*** Opening of Extracted entries ***

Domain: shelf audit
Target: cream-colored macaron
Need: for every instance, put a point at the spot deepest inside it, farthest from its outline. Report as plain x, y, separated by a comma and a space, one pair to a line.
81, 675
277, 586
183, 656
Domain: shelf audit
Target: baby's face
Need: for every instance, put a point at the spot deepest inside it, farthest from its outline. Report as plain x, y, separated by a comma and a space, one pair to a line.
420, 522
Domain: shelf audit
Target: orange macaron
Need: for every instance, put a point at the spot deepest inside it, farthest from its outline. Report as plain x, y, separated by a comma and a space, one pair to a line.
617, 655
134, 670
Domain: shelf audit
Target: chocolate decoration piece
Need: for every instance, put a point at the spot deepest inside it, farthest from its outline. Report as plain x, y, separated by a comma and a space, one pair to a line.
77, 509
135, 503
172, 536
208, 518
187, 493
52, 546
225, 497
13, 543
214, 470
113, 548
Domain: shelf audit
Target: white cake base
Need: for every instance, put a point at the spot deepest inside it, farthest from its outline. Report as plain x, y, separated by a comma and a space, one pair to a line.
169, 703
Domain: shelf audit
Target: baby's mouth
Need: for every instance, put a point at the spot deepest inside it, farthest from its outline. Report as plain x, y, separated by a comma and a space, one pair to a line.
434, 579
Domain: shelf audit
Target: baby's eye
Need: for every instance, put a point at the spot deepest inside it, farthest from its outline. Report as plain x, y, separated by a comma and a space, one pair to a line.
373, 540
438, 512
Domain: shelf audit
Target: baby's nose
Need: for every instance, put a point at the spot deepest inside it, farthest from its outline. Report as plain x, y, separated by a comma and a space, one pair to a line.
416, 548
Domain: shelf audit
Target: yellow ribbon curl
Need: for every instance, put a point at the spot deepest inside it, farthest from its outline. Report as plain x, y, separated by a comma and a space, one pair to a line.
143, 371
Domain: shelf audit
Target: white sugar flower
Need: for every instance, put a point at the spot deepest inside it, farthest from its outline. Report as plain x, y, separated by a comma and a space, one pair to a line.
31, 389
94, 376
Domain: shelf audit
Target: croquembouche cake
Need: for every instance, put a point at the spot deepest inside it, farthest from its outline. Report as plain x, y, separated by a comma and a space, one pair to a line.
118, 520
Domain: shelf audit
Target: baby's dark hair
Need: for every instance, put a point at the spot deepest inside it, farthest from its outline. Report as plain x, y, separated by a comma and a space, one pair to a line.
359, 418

*** Close of Extracted entries ***

> Exercise prompt
Wherever the string "white" occurs in the records, copy the line it is in.

> Response below
Target: white cake base
Target: white sugar flower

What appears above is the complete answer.